Begin Task inputs

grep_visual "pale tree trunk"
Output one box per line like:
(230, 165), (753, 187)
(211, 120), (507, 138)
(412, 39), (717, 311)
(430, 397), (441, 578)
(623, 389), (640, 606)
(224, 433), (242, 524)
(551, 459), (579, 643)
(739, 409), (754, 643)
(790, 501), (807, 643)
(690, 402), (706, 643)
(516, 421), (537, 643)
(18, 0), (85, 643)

End Task inputs

## Exercise brief
Swap "pale" for "light" in everything from the start of the entries down to and including the line containing "(739, 409), (754, 643)", and give back only those lines with nothing else changed.

## Output for this task
grep_visual "light tree trunk"
Output one box per line like:
(230, 165), (753, 187)
(211, 120), (507, 138)
(412, 39), (717, 311)
(430, 397), (441, 578)
(623, 389), (640, 606)
(224, 433), (242, 524)
(551, 459), (579, 643)
(739, 409), (754, 643)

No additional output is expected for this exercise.